Your task is to output the data exactly as it stands.

----

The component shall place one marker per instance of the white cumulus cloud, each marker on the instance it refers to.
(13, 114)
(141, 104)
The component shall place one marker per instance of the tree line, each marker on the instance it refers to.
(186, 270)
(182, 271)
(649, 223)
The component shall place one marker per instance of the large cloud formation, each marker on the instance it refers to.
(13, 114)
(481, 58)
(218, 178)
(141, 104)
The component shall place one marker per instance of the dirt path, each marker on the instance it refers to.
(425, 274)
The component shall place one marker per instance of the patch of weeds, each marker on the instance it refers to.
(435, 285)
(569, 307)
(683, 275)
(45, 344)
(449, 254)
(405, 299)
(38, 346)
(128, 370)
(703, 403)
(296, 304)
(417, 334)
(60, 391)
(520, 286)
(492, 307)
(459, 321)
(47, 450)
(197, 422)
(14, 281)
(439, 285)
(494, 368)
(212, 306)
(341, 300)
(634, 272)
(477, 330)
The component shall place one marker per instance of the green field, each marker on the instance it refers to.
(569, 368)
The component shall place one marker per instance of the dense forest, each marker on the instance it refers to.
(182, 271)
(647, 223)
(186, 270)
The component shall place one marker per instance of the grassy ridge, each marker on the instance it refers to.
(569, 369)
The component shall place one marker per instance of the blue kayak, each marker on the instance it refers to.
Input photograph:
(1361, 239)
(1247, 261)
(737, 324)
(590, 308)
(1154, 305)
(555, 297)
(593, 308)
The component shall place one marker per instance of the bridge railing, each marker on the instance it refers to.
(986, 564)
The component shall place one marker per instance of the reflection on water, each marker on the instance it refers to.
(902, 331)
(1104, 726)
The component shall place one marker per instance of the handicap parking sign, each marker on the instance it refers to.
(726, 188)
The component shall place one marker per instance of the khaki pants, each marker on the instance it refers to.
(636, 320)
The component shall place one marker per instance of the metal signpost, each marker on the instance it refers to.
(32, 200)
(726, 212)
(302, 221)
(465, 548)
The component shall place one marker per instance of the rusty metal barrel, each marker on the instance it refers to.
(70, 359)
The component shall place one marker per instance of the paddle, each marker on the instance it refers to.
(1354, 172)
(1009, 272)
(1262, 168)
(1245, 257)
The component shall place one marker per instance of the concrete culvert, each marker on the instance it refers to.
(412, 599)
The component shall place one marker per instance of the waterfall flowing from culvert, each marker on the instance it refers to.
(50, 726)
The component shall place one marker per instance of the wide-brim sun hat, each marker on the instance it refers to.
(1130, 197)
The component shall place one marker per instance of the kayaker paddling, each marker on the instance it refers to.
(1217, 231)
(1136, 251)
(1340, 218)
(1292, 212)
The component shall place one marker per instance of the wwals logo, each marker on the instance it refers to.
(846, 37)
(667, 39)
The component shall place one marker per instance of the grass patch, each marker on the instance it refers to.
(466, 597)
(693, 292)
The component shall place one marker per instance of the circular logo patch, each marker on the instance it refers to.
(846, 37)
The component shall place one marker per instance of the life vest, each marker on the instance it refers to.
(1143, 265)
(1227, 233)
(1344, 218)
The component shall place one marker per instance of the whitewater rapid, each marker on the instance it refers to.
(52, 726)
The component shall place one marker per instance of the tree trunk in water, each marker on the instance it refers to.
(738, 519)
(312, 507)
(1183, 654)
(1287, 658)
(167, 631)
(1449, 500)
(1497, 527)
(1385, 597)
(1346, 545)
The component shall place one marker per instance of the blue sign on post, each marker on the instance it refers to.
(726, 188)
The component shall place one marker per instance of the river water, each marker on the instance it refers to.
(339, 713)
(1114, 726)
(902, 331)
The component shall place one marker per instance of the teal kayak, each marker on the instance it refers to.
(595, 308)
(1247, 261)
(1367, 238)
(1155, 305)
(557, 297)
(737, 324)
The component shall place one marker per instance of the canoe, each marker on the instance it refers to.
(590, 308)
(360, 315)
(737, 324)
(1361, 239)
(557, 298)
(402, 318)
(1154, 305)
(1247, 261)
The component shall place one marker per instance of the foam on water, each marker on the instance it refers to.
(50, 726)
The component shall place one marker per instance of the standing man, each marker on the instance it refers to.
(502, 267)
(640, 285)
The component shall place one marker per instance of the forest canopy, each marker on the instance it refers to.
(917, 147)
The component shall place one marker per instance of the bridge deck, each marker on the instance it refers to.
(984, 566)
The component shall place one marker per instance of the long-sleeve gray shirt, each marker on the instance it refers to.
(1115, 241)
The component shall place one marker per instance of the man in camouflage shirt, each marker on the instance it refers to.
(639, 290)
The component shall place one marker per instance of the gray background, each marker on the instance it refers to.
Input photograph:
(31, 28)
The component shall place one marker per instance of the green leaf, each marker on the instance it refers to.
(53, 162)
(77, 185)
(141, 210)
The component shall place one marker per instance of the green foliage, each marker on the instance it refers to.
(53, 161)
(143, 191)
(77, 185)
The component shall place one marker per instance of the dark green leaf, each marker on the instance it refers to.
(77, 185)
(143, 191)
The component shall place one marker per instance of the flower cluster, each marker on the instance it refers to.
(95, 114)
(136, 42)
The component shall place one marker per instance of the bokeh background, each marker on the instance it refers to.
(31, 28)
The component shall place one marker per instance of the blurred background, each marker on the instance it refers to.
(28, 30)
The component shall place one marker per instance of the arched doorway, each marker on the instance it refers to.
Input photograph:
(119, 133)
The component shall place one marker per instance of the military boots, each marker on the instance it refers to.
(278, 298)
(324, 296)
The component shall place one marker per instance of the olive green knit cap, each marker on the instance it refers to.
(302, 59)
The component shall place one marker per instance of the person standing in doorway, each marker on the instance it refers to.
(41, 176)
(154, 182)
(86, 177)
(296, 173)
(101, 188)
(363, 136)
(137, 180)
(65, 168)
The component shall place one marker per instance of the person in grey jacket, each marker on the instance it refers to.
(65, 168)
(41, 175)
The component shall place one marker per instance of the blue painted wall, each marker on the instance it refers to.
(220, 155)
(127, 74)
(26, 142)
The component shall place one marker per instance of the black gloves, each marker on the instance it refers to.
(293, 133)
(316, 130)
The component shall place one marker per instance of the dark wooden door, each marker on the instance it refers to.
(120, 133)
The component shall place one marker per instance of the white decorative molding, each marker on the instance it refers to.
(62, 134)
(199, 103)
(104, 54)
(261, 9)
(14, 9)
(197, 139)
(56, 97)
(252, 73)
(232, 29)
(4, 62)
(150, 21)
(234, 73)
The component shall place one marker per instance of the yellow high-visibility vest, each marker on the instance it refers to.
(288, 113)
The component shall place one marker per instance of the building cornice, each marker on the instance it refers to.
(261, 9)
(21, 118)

----

» **Answer to the problem**:
The component shall place one marker per instance of the white cumulus cloud, each marker on the instance it refers to.
(13, 114)
(141, 104)
The component shall place one marker per instance of the tree line, each marker on the instance it refers to.
(186, 270)
(182, 271)
(649, 223)
The component shall place one marker per instance of the large cloud formation, each marker on the instance it refers to.
(13, 114)
(481, 58)
(218, 178)
(141, 104)
The component shall place one marker per instance of the dirt path, each marker on the instance it refers to.
(425, 274)
The component shall place one marker per instance of the patch of weeds, each marker on the instance it refers to.
(435, 285)
(569, 307)
(683, 275)
(45, 344)
(449, 254)
(405, 299)
(38, 346)
(128, 370)
(703, 403)
(296, 304)
(417, 334)
(60, 391)
(520, 286)
(492, 307)
(459, 321)
(47, 450)
(197, 422)
(14, 281)
(439, 285)
(494, 368)
(212, 306)
(341, 300)
(634, 272)
(477, 330)
The component shall place one marker per instance of the green field, each marker on the instance it refers to.
(569, 368)
The component shall place one marker per instance of the dense forest, each marker on the instance it refers to.
(182, 271)
(647, 223)
(186, 270)
The component shall place one marker per instance of the grassy ridge, each marker on the instance it refers to.
(569, 369)
The component shall place one marker per instance of the blue kayak, each marker on the instance it refers to.
Input photograph:
(1361, 239)
(1247, 261)
(737, 324)
(590, 308)
(1154, 305)
(555, 297)
(593, 308)
The component shall place one marker per instance of the bridge railing, each marker on the instance it refers to.
(986, 564)
The component shall place one marker per instance of the reflection on water, each marker on the instance it refers to.
(902, 331)
(1104, 726)
The component shall place one marker per instance of the handicap parking sign, each marker on the instance it refers to.
(726, 188)
The component shall place one marker per instance of the khaki pants, each marker on the instance it refers to.
(636, 320)
The component shall place one marker per instance of the metal signpost, each marker on the instance it refers to.
(32, 200)
(726, 212)
(302, 221)
(465, 548)
The component shall place one marker per instance of the rusty metal barrel, each marker on the instance it refers to.
(70, 359)
The component shall place one marker per instance of the paddle, each marker on the instance it refers to.
(1354, 172)
(1009, 272)
(1262, 168)
(1245, 257)
The component shall place one marker per instance of the concrete culvert, each marker on the instance it refers to.
(412, 599)
The component shall place one marker per instance of the waterfall flowing from culvert, each marker on the instance it refers to.
(50, 726)
The component shall place one marker per instance of the wide-brim sun hat, each marker on the instance it refers to.
(1130, 197)
The component shall place one marker per instance of the kayaker paddling, each marker on the instance it refers to.
(1217, 231)
(1136, 251)
(1340, 218)
(1292, 212)
The component shall place one marker per instance of the wwals logo, each marker on the instance it refers to.
(846, 37)
(667, 39)
The component shall place one marker per instance of the grass patch, each marker on the instance it refers to.
(466, 597)
(693, 292)
The component shall place one marker per instance of the circular logo patch, each marker on the instance it refers to.
(846, 37)
The component shall place one marker per instance of the life vest, each marker on the instance it refers to.
(1143, 265)
(1227, 233)
(1344, 218)
The component shall place one marker per instance of the whitewater rapid, each marker on the instance it refers to.
(52, 726)
The component shall place one marker per instance of the tree trunk in water, each marker on the instance it refers to.
(738, 519)
(312, 507)
(1183, 654)
(1287, 658)
(167, 631)
(1449, 500)
(1497, 527)
(1385, 597)
(1346, 545)
The component shall place one marker per instance of the blue sign on post, each marker on the instance it refers to.
(726, 188)
The component shall place one marker per instance of the river water, each marker on the instance it refers to.
(339, 713)
(1114, 726)
(902, 331)
The component shall place one marker per instance of the teal kayak, each marker on the instance it refers to.
(595, 308)
(1247, 261)
(1367, 238)
(1155, 305)
(557, 297)
(737, 324)
The component shall place one marker per instance of the canoe, each marker on the instance it refers to.
(590, 308)
(360, 315)
(737, 324)
(1361, 239)
(557, 298)
(402, 318)
(1154, 305)
(1247, 261)
The component shall place one marker per instance of the foam on water, each marker on the instance it refers to.
(50, 726)
The component shall place one marker per instance of the standing man, each marker on the instance it refers to.
(502, 267)
(640, 285)
The component shall place one marker per instance of the forest canopy, each marker on the instance it refers to.
(917, 147)
The component shall place one marker per instance of the bridge deck, each marker on the instance it refers to.
(984, 566)
The component shall place one marker per instance of the long-sleeve gray shirt, each marker on the instance it refers to.
(1115, 241)
The component shall place one marker per instance of the man in camouflage shirt, each marker on the instance it refers to.
(639, 290)
The component shall place one marker per instance of the gray background, each marker on the instance it refers to.
Input photograph:
(31, 28)
The component shall place one marker per instance of the green leaf, each marker on the instance it refers to.
(53, 162)
(77, 185)
(141, 210)
The component shall place one marker per instance of the green foliage, each marker on the instance it refers to.
(53, 161)
(143, 191)
(77, 185)
The component shall place one marker per instance of the dark green leaf, each marker on the instance it refers to.
(77, 185)
(143, 191)
The component shall place one marker per instance of the flower cluster, each marker on the instance it refers to.
(95, 114)
(136, 42)
The component shall place one marker per instance of the bokeh background, each marker on the instance it refers to.
(31, 28)
The component shall place one marker per instance of the blurred background, each marker on the instance it refers to.
(28, 30)
The component shall place one marker per instance of the arched doorway, each marker on the instance it refers to.
Input photograph:
(119, 133)
The component shall place one marker per instance of the military boots, each marker on the instance it refers to.
(278, 298)
(324, 296)
The component shall place one marker per instance of the olive green knit cap, each marker on the instance it refers to.
(302, 59)
The component shall place one marker per instance of the person standing in doorway, each marker on the instance it refers to.
(41, 176)
(154, 182)
(86, 177)
(296, 173)
(101, 188)
(363, 136)
(137, 180)
(65, 168)
The component shall place one marker per instance of the person in grey jacket, each marker on the instance it refers to.
(65, 168)
(41, 175)
The component shall place one marker per instance of the blue painted wall, each marker on the instance it refers to.
(220, 155)
(127, 74)
(26, 142)
The component shall place one marker per instance of the black gloves, each marker on the instance it refers to.
(293, 133)
(316, 130)
The component shall place one marker per instance of the dark wooden door, each marker on the instance it refers to.
(120, 133)
The component shall place one marker per instance of the white decorative molding, each marker on the instance it refers to.
(62, 134)
(199, 103)
(104, 54)
(261, 9)
(14, 9)
(197, 139)
(56, 97)
(252, 73)
(232, 29)
(4, 62)
(150, 21)
(234, 73)
The component shall place one marker per instance of the yellow high-visibility vest, each marker on the instance it refers to.
(288, 113)
The component shall place one marker per instance of the building cornice, each marker on the instance it refers to.
(261, 9)
(21, 118)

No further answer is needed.